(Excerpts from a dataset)
=== Begin Enclosure ===
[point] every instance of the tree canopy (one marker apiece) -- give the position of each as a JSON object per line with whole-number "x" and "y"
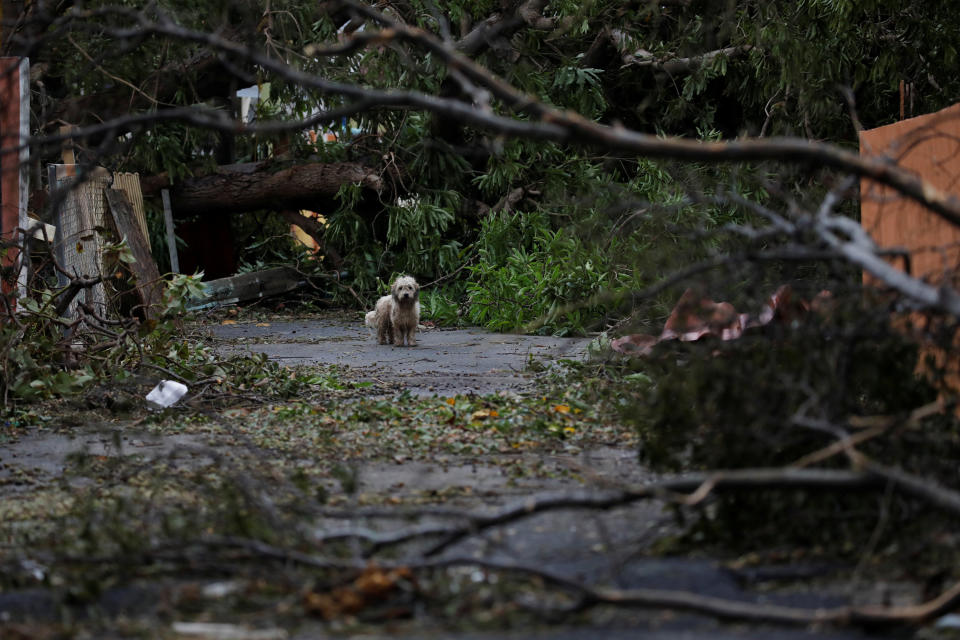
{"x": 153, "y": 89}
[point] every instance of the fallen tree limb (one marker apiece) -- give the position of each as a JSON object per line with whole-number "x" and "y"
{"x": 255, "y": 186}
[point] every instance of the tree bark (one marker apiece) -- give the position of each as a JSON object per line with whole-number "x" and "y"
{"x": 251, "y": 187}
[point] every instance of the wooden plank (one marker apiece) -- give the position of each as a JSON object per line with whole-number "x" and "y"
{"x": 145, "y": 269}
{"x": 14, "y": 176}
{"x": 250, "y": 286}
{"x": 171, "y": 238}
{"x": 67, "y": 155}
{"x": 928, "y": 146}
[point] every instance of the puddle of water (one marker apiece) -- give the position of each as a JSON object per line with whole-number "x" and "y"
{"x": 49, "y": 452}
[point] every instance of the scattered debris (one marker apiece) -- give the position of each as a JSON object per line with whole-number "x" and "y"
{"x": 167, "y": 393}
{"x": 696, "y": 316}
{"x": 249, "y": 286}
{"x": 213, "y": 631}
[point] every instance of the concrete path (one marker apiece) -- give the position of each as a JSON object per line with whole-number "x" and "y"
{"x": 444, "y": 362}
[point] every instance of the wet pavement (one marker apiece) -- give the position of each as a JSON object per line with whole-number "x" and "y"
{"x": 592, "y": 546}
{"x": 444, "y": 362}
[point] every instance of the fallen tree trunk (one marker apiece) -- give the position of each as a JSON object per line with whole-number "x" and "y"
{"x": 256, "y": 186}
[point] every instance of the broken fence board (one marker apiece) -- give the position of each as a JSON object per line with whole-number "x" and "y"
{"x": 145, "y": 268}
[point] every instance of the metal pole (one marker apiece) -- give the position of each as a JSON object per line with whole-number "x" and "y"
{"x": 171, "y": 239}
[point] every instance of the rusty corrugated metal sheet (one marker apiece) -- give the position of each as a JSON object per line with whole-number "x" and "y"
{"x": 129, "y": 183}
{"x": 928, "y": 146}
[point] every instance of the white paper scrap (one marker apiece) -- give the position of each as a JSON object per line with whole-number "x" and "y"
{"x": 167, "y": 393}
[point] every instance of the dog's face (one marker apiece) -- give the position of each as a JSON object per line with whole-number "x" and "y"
=== End Enclosure ===
=== Begin Enclosure ===
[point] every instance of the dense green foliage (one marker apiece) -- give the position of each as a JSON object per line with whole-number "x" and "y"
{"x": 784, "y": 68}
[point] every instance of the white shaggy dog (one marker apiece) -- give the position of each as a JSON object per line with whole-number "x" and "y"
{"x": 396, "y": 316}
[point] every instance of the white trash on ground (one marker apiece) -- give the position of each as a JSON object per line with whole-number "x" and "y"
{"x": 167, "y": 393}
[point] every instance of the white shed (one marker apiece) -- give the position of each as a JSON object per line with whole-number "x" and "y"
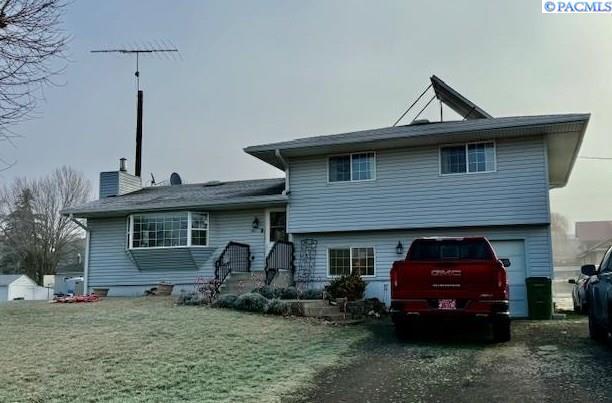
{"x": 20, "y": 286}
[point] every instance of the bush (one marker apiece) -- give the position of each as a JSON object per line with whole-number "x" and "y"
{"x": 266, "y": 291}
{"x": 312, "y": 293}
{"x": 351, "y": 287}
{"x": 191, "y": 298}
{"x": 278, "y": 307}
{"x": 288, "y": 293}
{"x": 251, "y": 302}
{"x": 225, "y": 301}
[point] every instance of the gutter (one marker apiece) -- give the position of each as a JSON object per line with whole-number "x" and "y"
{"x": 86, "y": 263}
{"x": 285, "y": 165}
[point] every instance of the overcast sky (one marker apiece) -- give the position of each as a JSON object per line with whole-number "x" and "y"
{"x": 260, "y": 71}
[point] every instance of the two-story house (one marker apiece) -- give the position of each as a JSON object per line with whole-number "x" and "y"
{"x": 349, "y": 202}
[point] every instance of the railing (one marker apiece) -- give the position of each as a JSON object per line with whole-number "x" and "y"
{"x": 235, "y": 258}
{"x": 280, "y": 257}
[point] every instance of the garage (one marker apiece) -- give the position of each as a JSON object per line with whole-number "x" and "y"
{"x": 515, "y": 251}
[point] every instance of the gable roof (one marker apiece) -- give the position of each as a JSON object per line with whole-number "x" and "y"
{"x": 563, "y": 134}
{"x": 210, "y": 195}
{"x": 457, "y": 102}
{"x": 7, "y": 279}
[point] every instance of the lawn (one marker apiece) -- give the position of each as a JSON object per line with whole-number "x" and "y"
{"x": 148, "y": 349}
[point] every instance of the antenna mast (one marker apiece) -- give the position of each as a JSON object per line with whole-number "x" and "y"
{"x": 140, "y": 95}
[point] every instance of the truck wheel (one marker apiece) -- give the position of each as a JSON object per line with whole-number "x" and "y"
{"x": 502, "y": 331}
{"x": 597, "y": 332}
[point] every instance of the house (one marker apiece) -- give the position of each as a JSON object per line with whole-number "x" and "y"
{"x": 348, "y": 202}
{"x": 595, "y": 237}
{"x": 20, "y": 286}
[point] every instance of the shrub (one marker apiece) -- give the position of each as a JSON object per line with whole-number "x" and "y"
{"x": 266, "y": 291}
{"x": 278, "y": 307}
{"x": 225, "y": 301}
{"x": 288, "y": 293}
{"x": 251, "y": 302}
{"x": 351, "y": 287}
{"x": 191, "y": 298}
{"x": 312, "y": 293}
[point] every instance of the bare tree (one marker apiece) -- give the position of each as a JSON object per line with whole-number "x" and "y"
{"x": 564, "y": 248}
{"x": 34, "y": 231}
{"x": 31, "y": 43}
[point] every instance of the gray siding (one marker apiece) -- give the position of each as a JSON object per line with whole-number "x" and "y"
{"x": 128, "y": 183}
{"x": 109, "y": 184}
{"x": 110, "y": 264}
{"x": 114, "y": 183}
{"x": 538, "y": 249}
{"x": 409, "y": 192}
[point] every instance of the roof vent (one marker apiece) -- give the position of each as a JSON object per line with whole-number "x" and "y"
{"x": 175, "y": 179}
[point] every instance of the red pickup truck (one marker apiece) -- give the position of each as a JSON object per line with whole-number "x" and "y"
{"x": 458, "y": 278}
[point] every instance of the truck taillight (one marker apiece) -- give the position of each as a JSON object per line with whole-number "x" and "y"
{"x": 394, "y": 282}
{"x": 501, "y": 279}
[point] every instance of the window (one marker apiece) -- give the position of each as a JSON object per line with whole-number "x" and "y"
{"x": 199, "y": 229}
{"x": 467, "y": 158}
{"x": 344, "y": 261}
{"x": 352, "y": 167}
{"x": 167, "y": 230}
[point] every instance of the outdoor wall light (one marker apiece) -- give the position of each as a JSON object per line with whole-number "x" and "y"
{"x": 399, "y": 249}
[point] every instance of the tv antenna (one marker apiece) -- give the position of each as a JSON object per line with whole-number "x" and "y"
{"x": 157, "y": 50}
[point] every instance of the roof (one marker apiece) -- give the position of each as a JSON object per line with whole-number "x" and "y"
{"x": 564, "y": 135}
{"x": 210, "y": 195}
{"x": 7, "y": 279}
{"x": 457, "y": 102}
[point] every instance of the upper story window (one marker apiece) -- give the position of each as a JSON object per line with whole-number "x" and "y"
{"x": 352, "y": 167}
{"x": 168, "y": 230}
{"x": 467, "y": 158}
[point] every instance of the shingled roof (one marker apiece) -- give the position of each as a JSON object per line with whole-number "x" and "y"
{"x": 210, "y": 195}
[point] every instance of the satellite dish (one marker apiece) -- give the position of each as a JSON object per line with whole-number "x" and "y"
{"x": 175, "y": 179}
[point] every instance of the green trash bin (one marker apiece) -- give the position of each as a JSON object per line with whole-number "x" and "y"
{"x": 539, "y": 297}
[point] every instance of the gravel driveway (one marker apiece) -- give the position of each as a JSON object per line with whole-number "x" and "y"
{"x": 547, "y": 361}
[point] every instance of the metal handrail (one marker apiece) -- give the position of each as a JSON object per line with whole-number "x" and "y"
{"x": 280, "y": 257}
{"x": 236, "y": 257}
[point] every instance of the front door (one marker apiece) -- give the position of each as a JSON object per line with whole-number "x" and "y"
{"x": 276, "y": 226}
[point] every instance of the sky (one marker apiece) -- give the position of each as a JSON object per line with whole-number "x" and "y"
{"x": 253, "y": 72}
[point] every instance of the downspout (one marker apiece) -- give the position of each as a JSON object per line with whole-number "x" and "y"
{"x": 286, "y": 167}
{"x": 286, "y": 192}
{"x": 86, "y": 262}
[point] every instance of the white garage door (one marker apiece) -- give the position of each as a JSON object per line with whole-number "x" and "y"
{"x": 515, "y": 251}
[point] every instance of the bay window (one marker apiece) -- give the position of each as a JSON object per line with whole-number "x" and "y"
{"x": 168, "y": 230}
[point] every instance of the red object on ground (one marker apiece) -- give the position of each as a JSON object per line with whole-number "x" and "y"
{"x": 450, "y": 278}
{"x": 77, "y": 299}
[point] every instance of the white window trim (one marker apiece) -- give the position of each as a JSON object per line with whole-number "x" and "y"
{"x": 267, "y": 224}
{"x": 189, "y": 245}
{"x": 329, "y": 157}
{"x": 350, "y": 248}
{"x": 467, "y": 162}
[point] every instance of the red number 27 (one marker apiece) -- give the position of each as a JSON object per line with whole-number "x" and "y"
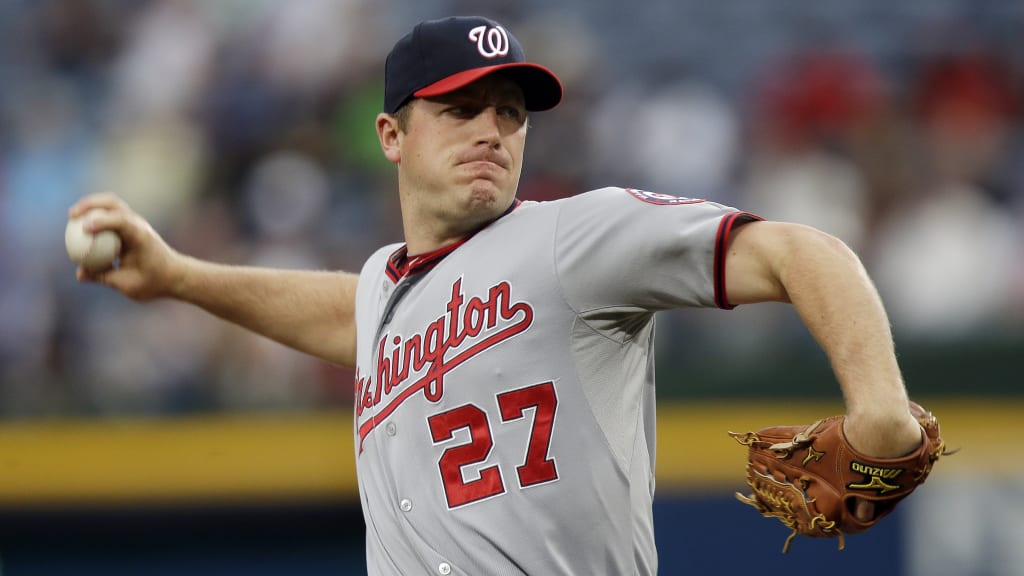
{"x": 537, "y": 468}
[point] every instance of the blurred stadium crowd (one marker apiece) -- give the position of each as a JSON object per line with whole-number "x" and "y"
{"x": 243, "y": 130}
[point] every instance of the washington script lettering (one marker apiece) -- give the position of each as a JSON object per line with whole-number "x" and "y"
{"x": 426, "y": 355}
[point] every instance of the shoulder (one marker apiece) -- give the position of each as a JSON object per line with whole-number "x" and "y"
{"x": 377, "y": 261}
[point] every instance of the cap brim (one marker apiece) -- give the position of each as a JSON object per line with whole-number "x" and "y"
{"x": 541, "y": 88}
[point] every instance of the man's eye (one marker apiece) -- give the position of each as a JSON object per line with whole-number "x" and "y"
=== End Enclosure ===
=== Begin Enclosure ===
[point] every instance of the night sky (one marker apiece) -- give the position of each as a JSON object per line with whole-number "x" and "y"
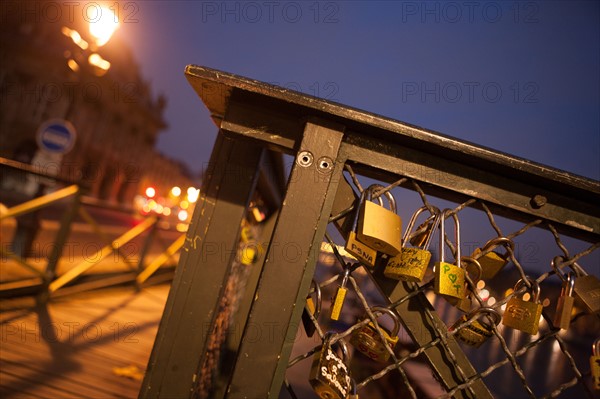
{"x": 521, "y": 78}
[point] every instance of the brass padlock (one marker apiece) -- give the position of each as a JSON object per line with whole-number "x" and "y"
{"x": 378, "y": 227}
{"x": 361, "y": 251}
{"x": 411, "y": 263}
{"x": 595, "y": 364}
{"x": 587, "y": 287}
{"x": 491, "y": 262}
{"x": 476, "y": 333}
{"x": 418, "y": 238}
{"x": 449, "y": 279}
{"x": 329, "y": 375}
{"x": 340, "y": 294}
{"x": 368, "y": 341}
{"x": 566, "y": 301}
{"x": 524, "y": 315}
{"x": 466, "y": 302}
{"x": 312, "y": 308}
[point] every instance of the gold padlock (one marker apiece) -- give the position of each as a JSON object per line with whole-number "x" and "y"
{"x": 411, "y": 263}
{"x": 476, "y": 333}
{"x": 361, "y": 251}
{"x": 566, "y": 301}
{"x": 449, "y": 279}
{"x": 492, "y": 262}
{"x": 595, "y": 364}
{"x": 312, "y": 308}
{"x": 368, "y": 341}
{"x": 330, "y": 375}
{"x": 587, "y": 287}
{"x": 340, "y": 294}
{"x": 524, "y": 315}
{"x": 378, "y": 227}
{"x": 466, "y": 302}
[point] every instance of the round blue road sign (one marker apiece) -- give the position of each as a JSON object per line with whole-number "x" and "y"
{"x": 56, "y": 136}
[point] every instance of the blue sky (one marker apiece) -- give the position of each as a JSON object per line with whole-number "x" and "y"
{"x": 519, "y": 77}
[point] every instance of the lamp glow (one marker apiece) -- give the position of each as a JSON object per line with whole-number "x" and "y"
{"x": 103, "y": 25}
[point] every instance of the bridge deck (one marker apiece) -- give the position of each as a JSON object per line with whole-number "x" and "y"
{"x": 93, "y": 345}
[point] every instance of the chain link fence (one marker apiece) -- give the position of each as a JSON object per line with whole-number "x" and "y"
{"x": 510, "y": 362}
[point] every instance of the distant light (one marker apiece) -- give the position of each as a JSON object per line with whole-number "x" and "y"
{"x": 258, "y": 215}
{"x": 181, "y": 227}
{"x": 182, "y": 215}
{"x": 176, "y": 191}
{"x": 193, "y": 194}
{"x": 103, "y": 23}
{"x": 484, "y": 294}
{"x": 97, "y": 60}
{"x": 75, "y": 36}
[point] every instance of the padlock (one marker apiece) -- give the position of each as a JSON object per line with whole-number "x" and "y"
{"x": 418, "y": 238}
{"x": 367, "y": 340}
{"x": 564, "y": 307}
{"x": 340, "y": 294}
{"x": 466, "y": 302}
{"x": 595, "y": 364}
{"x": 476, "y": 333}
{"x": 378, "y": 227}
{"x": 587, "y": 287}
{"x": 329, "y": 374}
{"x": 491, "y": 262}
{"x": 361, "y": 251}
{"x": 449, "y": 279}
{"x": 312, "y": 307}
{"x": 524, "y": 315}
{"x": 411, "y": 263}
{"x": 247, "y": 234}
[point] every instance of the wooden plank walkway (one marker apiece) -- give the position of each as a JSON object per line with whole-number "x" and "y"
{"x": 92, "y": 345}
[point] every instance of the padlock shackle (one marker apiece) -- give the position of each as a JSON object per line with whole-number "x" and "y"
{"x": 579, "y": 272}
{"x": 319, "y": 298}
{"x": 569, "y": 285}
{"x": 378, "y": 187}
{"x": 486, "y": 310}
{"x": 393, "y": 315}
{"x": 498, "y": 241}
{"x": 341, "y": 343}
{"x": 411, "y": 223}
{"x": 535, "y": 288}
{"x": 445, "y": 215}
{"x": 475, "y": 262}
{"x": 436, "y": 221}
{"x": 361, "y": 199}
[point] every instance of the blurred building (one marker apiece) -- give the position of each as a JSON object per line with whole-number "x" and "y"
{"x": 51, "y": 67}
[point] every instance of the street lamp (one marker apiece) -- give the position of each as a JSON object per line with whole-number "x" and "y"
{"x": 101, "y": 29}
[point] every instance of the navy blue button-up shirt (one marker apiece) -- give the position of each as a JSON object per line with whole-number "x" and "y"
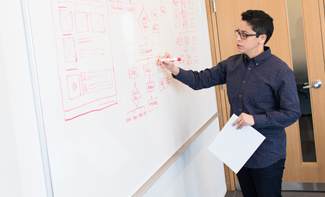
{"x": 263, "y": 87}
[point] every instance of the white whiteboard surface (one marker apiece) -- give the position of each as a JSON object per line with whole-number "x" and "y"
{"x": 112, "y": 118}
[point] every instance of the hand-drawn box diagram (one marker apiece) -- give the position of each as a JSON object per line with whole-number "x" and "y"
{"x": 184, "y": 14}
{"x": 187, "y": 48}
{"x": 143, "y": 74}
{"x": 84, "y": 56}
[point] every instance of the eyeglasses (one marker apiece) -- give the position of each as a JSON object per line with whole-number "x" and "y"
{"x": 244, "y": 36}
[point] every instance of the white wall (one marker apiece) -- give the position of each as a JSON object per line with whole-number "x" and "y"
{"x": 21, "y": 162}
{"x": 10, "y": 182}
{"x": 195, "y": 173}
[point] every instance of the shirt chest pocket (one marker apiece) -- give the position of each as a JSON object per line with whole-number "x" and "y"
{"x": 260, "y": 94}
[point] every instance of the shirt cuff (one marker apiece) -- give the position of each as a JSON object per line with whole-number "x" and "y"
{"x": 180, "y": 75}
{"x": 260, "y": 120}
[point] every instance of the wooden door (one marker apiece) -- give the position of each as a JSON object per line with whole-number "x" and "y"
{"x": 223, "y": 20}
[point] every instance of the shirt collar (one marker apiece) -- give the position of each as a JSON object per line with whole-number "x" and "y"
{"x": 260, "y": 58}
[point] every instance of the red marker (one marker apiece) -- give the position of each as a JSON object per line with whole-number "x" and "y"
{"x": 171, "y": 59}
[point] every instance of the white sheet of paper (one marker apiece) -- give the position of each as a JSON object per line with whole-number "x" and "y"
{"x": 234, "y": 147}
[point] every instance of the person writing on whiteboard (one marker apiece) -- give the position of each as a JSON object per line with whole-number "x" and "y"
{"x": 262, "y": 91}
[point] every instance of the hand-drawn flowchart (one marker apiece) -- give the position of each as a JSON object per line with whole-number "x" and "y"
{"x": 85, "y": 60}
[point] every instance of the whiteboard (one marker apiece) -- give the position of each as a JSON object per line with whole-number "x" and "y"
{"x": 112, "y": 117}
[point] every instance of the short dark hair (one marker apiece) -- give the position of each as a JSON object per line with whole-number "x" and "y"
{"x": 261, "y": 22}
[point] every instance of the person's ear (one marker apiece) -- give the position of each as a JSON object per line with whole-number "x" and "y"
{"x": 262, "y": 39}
=== End Enclosure ===
> [Task prompt] Out of the data above, set down the lines from the one with "[point] every instance of the fallen tree trunk" to the one with "[point] every instance of the dog's", both included, exactly as written and with no additions.

> [Response area]
[point] every instance of the fallen tree trunk (one marker apiece) -- give the position of each as a JSON object per line with whole-number "x" and "y"
{"x": 256, "y": 186}
[point] every instance of the broken fence board (one marker apiece) -- give the position of each as a JSON object per line with whole-number "x" and "y"
{"x": 145, "y": 268}
[point] every instance of the metal pole (one marker apiece) -- give the position of each as a JSON object per line with whole-number "x" and "y"
{"x": 171, "y": 239}
[point] every instance of the rusty corrugated metal sheet (one marker apiece) -- give the position of each as a JSON object per line with whole-number "x" and "y"
{"x": 129, "y": 183}
{"x": 928, "y": 146}
[point] every instance of the white paper scrap (one marker apiece) -- give the position of each as a JSON object per line with whole-number "x" and "y"
{"x": 167, "y": 393}
[point] every instance of the dog's face (one marker apiece) -- give the position of each as a JSON object per line with whole-number "x" and "y"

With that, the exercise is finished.